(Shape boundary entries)
%%

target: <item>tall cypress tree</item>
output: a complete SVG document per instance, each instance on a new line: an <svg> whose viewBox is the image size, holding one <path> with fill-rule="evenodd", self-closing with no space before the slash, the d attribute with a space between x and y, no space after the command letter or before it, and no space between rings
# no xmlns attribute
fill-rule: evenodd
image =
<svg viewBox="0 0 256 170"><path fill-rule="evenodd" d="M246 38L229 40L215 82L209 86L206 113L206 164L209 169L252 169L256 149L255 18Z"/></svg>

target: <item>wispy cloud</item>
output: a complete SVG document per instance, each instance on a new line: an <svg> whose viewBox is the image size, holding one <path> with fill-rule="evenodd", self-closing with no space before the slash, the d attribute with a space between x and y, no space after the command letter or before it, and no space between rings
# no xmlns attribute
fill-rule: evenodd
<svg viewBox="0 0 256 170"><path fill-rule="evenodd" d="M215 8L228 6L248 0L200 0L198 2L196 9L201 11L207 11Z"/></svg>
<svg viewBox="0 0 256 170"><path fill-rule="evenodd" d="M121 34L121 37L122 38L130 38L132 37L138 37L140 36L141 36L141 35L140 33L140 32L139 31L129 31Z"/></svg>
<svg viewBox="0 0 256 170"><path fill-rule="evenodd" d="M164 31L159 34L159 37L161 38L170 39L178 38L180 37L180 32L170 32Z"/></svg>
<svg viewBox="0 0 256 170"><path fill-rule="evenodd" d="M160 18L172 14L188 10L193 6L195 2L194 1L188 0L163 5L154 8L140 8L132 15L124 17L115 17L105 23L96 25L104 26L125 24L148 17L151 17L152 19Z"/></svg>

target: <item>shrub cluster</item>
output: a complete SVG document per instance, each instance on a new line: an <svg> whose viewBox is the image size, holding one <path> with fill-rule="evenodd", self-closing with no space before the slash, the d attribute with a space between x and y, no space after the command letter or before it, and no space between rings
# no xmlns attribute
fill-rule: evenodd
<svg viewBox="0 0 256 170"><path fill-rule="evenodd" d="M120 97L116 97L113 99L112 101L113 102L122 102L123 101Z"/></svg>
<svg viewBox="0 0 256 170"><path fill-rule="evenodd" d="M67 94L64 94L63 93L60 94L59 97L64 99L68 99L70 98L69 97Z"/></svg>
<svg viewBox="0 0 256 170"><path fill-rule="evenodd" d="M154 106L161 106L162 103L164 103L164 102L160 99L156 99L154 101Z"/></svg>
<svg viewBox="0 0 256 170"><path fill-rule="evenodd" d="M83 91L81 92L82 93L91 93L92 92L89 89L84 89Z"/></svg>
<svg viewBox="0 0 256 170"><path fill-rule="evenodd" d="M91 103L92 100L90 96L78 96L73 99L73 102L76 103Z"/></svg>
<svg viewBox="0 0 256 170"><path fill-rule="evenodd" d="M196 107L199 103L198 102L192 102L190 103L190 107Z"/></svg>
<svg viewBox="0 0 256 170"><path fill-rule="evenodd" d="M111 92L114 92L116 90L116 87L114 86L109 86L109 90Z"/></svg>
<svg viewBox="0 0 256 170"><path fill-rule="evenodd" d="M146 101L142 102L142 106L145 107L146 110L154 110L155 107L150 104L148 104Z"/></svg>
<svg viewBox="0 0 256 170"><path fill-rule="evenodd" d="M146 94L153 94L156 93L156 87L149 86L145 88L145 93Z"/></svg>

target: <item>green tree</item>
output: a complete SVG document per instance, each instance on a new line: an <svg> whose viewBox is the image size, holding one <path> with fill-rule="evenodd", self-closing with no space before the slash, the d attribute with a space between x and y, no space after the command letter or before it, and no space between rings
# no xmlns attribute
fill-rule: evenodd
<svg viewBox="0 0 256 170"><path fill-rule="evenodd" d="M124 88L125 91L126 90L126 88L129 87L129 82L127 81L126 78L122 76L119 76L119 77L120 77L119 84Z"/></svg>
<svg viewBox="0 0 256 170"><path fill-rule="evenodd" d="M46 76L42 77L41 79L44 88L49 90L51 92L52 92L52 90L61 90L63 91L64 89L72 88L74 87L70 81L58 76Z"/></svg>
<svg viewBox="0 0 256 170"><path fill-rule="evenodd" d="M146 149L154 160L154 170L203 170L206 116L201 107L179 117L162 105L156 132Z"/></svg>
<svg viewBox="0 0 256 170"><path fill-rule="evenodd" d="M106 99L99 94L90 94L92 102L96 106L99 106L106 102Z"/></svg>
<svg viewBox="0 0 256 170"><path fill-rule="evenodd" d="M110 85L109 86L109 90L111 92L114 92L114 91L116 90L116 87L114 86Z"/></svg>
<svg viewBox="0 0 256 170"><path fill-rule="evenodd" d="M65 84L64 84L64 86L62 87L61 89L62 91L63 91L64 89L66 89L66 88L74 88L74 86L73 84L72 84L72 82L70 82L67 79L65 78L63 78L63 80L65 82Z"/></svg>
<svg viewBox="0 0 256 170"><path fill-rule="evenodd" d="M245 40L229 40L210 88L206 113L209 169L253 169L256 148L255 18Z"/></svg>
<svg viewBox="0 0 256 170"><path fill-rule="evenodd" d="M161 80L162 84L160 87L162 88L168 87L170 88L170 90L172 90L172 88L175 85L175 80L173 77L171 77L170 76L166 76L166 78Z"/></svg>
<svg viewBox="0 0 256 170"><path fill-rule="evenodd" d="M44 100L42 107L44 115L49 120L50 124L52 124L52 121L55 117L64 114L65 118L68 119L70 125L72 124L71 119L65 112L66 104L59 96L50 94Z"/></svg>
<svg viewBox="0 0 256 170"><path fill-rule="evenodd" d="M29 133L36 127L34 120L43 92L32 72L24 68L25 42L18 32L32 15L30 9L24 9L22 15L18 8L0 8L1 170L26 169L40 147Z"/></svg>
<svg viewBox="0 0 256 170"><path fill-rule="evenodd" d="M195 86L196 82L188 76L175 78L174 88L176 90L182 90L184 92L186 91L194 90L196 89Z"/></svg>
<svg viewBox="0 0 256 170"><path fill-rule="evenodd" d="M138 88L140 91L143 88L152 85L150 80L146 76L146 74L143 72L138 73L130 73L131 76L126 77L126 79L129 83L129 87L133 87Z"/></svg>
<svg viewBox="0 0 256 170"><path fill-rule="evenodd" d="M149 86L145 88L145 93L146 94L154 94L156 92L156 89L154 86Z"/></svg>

%%

#### [PROMPT]
Recast the entries from the beginning through the line containing "18L172 14L188 10L193" as a two-column CSV with the headers entry_text and answer, one row per entry. Put each entry's text and its answer in a single quoted field apiece, replacing line breaks with spaces.

#### [WRITTEN ANSWER]
entry_text,answer
"target: <item>tall cypress tree</item> output: a complete SVG document per instance, each instance on a new line: an <svg> whose viewBox is the image size, holding one <path> with fill-rule=""evenodd"", self-closing with no space before the slash, the d attribute with a space between x and y, no space after the command letter or before it, and no space between rings # no xmlns attribute fill-rule: evenodd image =","<svg viewBox=""0 0 256 170""><path fill-rule=""evenodd"" d=""M246 38L229 40L215 82L209 86L206 113L206 164L209 169L252 169L256 149L255 18Z""/></svg>"
"target: <item>wispy cloud</item> output: a complete SVG document per instance, each instance on a new line: an <svg> whose viewBox is the image size, holding one <path> with fill-rule=""evenodd"", self-closing with no space before the slash, the d attribute with a space between x and y, no space after the command letter or before it, and no space between rings # no xmlns attribute fill-rule: evenodd","<svg viewBox=""0 0 256 170""><path fill-rule=""evenodd"" d=""M215 8L228 6L248 0L200 0L198 2L196 9L201 11L207 11Z""/></svg> <svg viewBox=""0 0 256 170""><path fill-rule=""evenodd"" d=""M121 34L121 37L122 38L130 38L132 37L138 37L140 36L141 36L141 35L140 33L140 32L139 31L129 31Z""/></svg> <svg viewBox=""0 0 256 170""><path fill-rule=""evenodd"" d=""M164 31L159 34L159 37L161 38L170 39L178 38L180 37L180 32L170 32Z""/></svg> <svg viewBox=""0 0 256 170""><path fill-rule=""evenodd"" d=""M160 18L172 14L188 10L193 6L195 2L194 1L188 0L163 5L154 8L140 8L132 15L124 17L115 17L105 23L96 25L104 26L125 24L148 17L151 17L152 19Z""/></svg>"